##### Information provided #####

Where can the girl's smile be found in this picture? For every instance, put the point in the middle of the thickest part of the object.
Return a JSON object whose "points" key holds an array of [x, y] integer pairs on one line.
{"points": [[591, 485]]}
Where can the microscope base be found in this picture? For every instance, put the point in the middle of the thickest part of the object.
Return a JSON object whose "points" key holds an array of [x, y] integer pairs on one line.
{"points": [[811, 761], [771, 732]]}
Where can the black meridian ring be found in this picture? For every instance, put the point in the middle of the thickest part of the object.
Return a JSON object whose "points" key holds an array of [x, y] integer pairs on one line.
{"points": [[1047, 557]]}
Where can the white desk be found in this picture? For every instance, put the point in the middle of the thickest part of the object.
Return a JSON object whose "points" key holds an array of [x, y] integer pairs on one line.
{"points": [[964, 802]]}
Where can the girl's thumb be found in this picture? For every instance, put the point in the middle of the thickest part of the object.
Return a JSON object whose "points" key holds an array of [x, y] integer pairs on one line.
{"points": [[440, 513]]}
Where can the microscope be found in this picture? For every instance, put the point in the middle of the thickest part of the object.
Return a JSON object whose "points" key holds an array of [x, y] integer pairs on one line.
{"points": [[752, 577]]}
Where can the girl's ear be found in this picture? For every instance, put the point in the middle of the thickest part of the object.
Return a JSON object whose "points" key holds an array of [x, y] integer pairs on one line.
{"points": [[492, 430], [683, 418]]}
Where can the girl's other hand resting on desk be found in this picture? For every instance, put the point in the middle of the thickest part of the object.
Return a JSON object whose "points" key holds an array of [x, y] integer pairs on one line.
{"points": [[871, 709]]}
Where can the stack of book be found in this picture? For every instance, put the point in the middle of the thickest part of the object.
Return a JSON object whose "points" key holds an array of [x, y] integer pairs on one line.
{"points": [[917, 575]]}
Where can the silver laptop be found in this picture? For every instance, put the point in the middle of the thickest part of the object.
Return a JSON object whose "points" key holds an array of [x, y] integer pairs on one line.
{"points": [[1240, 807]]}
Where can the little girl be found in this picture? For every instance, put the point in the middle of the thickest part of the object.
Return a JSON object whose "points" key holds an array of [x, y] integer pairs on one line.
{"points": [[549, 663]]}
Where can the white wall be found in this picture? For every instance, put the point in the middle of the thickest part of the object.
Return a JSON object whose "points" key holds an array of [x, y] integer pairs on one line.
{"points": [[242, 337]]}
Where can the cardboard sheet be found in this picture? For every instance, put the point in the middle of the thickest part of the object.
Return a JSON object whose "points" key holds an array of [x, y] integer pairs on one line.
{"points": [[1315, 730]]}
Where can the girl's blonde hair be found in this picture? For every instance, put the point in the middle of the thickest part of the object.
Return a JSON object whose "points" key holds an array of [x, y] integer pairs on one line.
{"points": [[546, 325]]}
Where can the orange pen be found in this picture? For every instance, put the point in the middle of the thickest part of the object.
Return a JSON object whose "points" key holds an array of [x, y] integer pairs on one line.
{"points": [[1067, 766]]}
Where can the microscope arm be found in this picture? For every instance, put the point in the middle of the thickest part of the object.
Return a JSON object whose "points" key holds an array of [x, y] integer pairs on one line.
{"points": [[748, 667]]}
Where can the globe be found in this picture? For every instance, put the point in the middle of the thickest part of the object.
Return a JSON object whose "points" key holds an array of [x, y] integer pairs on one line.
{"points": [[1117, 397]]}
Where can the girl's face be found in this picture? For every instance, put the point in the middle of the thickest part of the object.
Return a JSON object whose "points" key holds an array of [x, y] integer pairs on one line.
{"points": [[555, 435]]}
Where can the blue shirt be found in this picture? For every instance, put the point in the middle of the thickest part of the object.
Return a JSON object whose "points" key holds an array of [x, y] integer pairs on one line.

#####

» **Directions for this task**
Write every record out again, unaltered.

» **Task answer**
Where can the girl's smile be found in this picture? For every instance, put the point in the middle of the thickest part of the object.
Return a JSON object whose "points" key holds an array of [x, y] integer pairs on one line.
{"points": [[591, 485]]}
Where can the microscope base be found in this picture? For every instance, put the point in the middle of the thickest part of the object.
Return a JSON object whose "points" key holds an array of [x, y] integer pairs on one line.
{"points": [[811, 761], [771, 732]]}
Where can the black meridian ring be found in this picture? For every instance, put the point in the middle of the thickest part of the object.
Return a JSON object whose "points" key holds an array of [x, y] integer pairs on one line.
{"points": [[1047, 557]]}
Where can the white desk be found in this picture? For every instance, put the point in the middle of the thickest part of the object.
Return a JSON object whose "points" key holds an array of [x, y] integer pairs on one line.
{"points": [[964, 802]]}
Where can the girl's thumb be found in this picture? For every instance, put the point in the middle of the thickest part of the object.
Return a JSON object whose "points" key holds an array of [x, y] integer pairs on one line.
{"points": [[440, 513]]}
Where can the microscope be found in this picture? For every instance, put the point in the middle of the thickest part of the object.
Return a JSON object whose "points" key holds an array of [x, y] integer pairs on one line.
{"points": [[752, 577]]}
Where can the girl's ear be found in this picture? For every instance, put the point in the middle of the thickest part of the object.
Return a JSON object whose "points" key holds an array of [x, y] integer pairs on one line.
{"points": [[492, 430], [683, 418]]}
Where can the girl's other hand resting on desk be found in this picture? For every instance, put the point in the middle of the thickest part of the object.
Return a JSON object whose "points" key holds an array of [x, y] integer pairs on one line.
{"points": [[871, 709]]}
Where can the stack of book be found in this picture? For every instance, put the point in the middle of the thickest part of the object.
Return a JSON object whose "points" key holds an array of [x, y] integer pairs on one line.
{"points": [[917, 575]]}
Where can the silver laptop be found in this picture? For every instance, put the point in the middle of the thickest part of the object.
Return a JSON object whose "points" key holds an array of [x, y] integer pairs on one line.
{"points": [[1240, 807]]}
Where can the little girl be found in this picture? For every instance, put the point in the middle of the thickest part of the object.
Return a JSON object whose "points" key holds an array of [x, y] integer pairs on one line.
{"points": [[549, 663]]}
Where can the white wall be found in this picture? For every instance, put the point in the middle of the thickest part of the object.
Return a JSON object whose "points" key holds an array of [x, y] integer pairs on one line.
{"points": [[242, 337]]}
Where can the cardboard sheet be found in this picture? For every instance, put the point in the middle of the thickest part of the object.
Return a JSON object whose "points" key holds an array of [x, y] integer pairs on one line.
{"points": [[1315, 730]]}
Where can the girl's blonde hair be found in this picture? For every instance, put the point in the middle of the thickest part of the object.
Return a JSON object whose "points" key holds an array of [x, y] integer pairs on one line.
{"points": [[546, 325]]}
Where can the orange pen be found in this picture? For every instance, put the point in the middle of the thickest part of the object.
Return a JSON object whose "points" key holds an array of [x, y] integer pairs on one line.
{"points": [[1067, 766]]}
Where can the microscope arm be found in this picture? For every instance, put the point in the middle of the thickest part of the object.
Return a JSON object whose "points" key holds an array of [x, y] integer pairs on one line.
{"points": [[748, 667]]}
Where can the globe be found in this picture? For every instance, put the point in the middle of the thickest part of the object.
Return a JSON object whose "points" key holds an array of [x, y] integer pairs on one line.
{"points": [[1117, 397]]}
Where can the girl's face be found in this picture? For every instance, put the point in the middle of the thickest part of the object.
Return a JSON object whose "points" key holds an array of [x, y] integer pairs on one line.
{"points": [[555, 435]]}
Where can the blue shirt be found in this picture? For every instance, put the point in the middle of the thickest part of the object.
Return a JSON object whose "points" key holds an array of [x, y] integer pairs on one line.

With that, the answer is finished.